[Document excerpt]
Content starts

Q: What kind of radio did you have?

A: We had a little transistor radio. My mom had, it wasn’t a transistor, a little bit bigger. One you could sort of carry like a case. She had that in the kitchen. And then we had a little record player that I would put the 45 on and fantasize that they were singing right there, live for me. It was a huge part of my life.

Q: Did you have 45s of any of the 10 songs on the album?

A: I had ‘Everybody’s Talkin’.” And I had ‘The Air That I Breathe.” And I had the Marmalade song, “Reflections Of My Life,” I had that on 45, as well.

Q: How’d your family react to your singing along to the radio?

A: I wouldn’t have been able to do that at our house with all the kids and stuff. I went to my best friend Christina’s house. Her mom would go to work; she was a latchkey kid, and we would just lay in front of the speaker from like 8 a.m. to 6 p.m. during the summer. Then after school, I’d go to her house and we listened to and sang along until her mom got home.

Content ends

[Material supplied]
Content starts

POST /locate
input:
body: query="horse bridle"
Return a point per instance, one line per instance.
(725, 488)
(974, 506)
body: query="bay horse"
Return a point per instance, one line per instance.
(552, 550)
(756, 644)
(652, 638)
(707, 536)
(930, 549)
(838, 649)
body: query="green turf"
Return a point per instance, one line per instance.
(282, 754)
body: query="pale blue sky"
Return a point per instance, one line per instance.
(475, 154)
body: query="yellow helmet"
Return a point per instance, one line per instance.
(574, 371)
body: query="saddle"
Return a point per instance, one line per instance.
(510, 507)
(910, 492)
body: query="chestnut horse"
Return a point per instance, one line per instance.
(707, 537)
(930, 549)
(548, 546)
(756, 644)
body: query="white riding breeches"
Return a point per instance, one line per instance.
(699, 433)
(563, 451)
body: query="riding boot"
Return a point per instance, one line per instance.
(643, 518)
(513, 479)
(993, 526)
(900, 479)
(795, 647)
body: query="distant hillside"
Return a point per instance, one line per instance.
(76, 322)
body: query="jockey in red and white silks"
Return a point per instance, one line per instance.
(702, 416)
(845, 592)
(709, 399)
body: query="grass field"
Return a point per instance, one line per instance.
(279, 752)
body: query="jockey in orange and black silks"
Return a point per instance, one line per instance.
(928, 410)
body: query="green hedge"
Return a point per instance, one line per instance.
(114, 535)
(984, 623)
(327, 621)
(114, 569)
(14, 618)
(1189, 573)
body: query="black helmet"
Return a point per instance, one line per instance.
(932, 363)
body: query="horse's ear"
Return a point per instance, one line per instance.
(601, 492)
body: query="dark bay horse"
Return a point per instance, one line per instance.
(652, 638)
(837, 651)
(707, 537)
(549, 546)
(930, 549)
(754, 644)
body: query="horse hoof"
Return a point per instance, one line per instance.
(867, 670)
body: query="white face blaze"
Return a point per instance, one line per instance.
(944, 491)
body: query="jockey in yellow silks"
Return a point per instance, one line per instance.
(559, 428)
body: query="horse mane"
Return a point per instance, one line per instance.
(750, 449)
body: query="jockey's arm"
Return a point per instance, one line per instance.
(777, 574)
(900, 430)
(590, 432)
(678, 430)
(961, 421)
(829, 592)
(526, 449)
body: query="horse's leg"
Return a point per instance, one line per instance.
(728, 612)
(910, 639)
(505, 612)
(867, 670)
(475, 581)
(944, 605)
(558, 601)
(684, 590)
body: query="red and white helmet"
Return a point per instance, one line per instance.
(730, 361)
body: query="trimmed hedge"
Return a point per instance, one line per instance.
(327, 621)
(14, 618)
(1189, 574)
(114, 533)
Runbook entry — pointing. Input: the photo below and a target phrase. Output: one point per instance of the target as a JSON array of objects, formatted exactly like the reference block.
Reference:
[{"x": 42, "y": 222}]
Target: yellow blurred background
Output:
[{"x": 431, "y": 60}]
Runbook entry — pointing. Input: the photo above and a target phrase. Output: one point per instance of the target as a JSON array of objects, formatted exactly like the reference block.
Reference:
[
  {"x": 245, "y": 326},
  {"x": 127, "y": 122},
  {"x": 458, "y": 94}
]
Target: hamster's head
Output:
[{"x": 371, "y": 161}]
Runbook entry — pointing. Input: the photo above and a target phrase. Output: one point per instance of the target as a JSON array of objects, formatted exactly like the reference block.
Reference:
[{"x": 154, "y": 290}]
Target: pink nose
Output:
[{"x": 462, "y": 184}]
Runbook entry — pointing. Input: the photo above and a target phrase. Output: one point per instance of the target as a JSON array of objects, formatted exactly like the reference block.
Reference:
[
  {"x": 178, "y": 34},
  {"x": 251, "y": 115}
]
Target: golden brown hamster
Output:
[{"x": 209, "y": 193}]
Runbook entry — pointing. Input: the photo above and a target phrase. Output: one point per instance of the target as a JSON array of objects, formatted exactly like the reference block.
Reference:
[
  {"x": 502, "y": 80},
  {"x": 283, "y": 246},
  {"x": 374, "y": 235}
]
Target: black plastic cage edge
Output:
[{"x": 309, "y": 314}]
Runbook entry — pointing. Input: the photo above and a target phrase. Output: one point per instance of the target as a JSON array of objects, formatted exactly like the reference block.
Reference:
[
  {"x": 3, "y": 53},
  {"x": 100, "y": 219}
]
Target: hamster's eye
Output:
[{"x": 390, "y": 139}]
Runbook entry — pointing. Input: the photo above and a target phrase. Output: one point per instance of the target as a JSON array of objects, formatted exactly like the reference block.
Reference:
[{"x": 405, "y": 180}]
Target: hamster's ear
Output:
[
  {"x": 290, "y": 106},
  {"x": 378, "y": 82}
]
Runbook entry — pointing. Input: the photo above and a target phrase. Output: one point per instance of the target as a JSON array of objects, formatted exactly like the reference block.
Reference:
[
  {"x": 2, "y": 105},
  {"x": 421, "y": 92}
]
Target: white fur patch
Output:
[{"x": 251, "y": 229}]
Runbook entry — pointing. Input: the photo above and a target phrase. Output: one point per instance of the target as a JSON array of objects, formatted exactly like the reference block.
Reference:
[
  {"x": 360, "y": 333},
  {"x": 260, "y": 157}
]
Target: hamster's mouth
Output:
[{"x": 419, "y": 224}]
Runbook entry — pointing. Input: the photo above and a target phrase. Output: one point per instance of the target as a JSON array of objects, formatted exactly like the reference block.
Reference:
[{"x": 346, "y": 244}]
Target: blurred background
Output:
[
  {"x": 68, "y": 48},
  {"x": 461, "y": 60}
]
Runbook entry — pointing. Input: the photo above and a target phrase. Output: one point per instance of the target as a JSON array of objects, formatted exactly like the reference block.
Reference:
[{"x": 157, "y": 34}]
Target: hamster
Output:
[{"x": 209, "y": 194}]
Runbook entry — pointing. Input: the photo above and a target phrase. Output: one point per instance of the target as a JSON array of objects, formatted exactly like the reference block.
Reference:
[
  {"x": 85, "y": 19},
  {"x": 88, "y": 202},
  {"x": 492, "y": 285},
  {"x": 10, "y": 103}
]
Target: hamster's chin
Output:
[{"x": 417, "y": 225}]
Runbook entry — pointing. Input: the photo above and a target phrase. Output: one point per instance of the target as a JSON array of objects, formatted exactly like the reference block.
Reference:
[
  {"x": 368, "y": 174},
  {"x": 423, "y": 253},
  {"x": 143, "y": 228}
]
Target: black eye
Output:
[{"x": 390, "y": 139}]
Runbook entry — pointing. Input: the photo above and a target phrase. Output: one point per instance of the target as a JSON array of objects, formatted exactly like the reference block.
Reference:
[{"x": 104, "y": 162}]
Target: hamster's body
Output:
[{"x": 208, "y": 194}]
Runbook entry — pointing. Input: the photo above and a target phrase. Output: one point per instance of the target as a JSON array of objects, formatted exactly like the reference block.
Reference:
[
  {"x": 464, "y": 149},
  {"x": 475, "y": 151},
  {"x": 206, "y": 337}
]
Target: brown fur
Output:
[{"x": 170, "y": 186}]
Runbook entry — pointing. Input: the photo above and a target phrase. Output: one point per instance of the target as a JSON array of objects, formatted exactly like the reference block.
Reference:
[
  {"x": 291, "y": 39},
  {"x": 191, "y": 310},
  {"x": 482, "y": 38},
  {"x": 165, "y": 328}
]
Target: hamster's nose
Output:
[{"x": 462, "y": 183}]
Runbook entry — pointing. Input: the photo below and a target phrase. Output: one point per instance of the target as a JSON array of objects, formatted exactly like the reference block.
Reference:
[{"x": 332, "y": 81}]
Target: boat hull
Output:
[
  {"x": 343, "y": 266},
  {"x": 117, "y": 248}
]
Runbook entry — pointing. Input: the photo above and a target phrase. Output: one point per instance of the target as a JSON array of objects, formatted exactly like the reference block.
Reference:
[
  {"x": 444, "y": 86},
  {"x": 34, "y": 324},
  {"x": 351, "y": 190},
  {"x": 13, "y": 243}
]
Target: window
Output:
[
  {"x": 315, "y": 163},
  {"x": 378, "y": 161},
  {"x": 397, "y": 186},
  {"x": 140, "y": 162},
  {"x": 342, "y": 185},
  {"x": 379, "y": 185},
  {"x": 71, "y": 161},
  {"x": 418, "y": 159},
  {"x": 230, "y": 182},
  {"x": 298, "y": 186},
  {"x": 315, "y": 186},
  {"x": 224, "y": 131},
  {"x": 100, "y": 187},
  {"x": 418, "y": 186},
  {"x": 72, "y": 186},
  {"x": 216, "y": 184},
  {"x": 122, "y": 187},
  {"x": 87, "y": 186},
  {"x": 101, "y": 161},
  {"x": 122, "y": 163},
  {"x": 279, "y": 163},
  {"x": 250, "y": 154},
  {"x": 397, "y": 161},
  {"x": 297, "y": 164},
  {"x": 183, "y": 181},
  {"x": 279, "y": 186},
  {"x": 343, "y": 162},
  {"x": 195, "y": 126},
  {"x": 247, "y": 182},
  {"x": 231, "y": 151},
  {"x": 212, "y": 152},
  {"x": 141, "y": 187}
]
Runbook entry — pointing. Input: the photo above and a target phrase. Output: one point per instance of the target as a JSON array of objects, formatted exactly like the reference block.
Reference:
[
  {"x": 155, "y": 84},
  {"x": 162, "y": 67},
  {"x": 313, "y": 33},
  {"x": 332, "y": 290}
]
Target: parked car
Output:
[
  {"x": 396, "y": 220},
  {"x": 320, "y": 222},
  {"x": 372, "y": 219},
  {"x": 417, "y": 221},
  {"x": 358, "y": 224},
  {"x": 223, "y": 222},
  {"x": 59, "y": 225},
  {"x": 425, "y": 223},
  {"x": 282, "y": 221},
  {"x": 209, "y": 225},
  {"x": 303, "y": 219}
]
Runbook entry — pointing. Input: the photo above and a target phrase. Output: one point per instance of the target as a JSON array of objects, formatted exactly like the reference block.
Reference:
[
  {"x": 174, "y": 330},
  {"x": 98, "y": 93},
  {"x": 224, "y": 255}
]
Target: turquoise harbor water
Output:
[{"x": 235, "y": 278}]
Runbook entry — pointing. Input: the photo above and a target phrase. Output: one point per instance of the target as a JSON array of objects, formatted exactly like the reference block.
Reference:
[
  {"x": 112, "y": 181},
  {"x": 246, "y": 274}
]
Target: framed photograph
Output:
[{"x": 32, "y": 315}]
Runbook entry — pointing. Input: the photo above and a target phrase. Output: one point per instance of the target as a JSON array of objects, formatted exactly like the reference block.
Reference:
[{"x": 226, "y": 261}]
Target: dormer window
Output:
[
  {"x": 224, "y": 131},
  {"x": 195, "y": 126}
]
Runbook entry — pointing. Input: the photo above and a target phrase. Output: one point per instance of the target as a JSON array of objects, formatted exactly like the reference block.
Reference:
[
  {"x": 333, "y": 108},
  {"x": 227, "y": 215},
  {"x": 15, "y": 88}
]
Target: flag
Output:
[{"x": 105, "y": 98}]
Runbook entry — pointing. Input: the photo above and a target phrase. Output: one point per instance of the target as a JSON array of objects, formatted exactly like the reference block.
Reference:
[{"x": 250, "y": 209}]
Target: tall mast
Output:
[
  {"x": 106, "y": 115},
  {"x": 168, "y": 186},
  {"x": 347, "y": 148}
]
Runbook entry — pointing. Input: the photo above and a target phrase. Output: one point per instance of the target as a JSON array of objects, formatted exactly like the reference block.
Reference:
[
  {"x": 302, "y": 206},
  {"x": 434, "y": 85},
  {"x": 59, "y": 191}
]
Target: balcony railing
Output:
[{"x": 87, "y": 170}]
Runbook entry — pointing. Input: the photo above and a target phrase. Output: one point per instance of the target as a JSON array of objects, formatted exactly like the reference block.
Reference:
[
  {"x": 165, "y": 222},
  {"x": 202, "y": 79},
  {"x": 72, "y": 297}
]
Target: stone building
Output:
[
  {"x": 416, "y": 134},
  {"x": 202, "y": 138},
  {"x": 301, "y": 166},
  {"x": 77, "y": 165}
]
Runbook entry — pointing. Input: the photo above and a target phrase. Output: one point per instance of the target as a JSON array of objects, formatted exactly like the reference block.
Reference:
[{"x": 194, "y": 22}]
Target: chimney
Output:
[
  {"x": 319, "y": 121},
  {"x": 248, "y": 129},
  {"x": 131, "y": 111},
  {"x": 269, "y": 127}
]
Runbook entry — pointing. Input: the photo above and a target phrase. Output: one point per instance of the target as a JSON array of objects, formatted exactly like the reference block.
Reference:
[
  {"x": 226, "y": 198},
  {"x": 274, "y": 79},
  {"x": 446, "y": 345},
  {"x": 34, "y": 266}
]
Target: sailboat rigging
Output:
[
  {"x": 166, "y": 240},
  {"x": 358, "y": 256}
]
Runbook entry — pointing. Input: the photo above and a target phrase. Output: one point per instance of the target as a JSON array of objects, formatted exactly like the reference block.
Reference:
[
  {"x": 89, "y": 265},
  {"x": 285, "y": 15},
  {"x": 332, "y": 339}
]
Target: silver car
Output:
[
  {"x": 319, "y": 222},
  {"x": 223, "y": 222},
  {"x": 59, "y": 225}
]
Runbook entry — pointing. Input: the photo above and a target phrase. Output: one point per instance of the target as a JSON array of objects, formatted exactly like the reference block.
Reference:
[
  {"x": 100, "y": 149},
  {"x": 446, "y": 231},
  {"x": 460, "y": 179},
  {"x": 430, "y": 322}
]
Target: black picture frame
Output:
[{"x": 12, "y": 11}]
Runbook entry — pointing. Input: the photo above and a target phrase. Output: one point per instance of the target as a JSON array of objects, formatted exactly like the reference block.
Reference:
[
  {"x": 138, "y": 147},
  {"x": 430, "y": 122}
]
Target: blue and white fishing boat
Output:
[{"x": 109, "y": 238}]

Content ends

[Problem statement] Write out the full interview excerpt about the radio and 45s, word for word. The rows are not needed for this.

[Answer to the exercise]
Q: What kind of radio did you have?

A: We had a little transistor radio. My mom had, it wasn’t a transistor, a little bit bigger. One you could sort of carry like a case. She had that in the kitchen. And then we had a little record player that I would put the 45 on and fantasize that they were singing right there, live for me. It was a huge part of my life.

Q: Did you have 45s of any of the 10 songs on the album?

A: I had ‘Everybody’s Talkin’.” And I had ‘The Air That I Breathe.” And I had the Marmalade song, “Reflections Of My Life,” I had that on 45, as well.

Q: How’d your family react to your singing along to the radio?

A: I wouldn’t have been able to do that at our house with all the kids and stuff. I went to my best friend Christina’s house. Her mom would go to work; she was a latchkey kid, and we would just lay in front of the speaker from like 8 a.m. to 6 p.m. during the summer. Then after school, I’d go to her house and we listened to and sang along until her mom got home.